> [Instructions to follow] Write out each line of the material again, word for word.

== Data provided ==

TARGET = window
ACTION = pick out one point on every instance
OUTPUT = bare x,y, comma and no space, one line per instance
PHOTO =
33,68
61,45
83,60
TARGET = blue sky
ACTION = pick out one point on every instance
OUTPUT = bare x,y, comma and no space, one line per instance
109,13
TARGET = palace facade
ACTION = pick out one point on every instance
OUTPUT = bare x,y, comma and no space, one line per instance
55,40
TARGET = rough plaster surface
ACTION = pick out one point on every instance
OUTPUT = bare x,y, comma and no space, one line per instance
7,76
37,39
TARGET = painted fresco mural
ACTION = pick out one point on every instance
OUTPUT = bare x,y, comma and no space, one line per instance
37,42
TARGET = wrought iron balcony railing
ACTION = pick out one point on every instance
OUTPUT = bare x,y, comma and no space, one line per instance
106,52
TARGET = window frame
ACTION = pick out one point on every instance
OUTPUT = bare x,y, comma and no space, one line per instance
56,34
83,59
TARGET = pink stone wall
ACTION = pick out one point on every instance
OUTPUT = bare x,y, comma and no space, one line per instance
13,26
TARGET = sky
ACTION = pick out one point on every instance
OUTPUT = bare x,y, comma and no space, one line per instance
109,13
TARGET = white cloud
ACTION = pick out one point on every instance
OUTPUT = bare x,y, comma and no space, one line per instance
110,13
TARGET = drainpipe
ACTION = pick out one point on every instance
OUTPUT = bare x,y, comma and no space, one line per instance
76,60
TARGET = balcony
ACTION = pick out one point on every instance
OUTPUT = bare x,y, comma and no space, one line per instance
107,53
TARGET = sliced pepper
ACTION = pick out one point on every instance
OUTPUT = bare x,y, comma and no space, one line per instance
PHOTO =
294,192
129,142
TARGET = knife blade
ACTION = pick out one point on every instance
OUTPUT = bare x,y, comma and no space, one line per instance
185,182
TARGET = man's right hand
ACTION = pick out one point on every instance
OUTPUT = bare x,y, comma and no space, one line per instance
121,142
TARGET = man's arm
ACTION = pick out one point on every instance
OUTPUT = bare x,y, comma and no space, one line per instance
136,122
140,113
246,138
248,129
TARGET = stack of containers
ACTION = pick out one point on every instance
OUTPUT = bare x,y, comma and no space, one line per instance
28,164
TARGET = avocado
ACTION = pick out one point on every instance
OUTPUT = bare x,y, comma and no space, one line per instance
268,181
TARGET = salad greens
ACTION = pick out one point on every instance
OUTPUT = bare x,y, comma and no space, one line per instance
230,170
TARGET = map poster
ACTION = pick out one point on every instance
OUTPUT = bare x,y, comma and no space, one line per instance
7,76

===

> [Exercise answer]
TARGET = window
ACTION = pick out one point on every instance
OUTPUT = bare x,y, comma and no space, one line per instance
PHOTO =
33,68
61,45
83,60
TARGET = blue sky
ACTION = pick out one point on every instance
OUTPUT = bare x,y, comma and no space, one line per instance
109,13
TARGET = palace facade
ACTION = pick out one point on every instance
OUTPUT = bare x,y, comma and no space, one line per instance
55,40
TARGET = rough plaster surface
ACTION = pick out one point on every instance
OUTPUT = bare x,y, comma and no space, one line per instance
7,76
37,39
TARGET = painted fresco mural
ACTION = pick out one point on every instance
OUTPUT = bare x,y, comma and no space, one line per instance
37,42
TARGET = wrought iron balcony railing
ACTION = pick out one point on every instance
OUTPUT = bare x,y, comma and no space, one line per instance
106,52
TARGET = window frame
ACTION = pick out one point on every instance
OUTPUT = bare x,y, comma and no space, one line per instance
56,34
83,59
TARGET = pink stone wall
ACTION = pick out one point on every instance
OUTPUT = bare x,y, comma and no space, one line per instance
13,26
TARGET = sky
ACTION = pick out one point on every instance
OUTPUT = bare x,y, comma and no space, one line per instance
109,13
TARGET = white cloud
ACTION = pick out one point on every instance
OUTPUT = bare x,y, comma and no space, one line per instance
110,13
TARGET = drainpipe
ACTION = pick out one point on every instance
OUTPUT = bare x,y, comma and no space, one line per instance
76,60
TARGET = balcony
ACTION = pick out one point on every instance
OUTPUT = bare x,y, comma and no space, one line per instance
107,53
TARGET = sliced pepper
ACTION = pick out one point on every instance
OUTPUT = bare x,y, comma and no space, one line per instance
PHOTO =
294,192
129,142
TARGET = knife blade
ACTION = pick out one point on every instance
OUTPUT = bare x,y, comma and no space, one line per instance
185,182
TARGET = man's right hand
ACTION = pick out one point on every instance
OUTPUT = bare x,y, comma and no space, one line per instance
121,142
TARGET = man's arm
ACTION = pick out one point on every instance
OUTPUT = bare x,y, comma and no space, one line per instance
136,122
140,113
246,138
248,129
TARGET = stack of containers
ACTION = pick out one point on every instance
OUTPUT = bare x,y, comma and no space, one line per instance
28,164
TARGET = avocado
ACTION = pick out one point on every instance
OUTPUT = bare x,y, comma and no space, one line per instance
268,181
TARGET = salad greens
ACTION = pick out one point on every instance
OUTPUT = bare x,y, comma and no space, one line per instance
230,170
TARGET = map poster
ACTION = pick out one point on every instance
OUTPUT = bare x,y, comma and no space, one line per instance
7,76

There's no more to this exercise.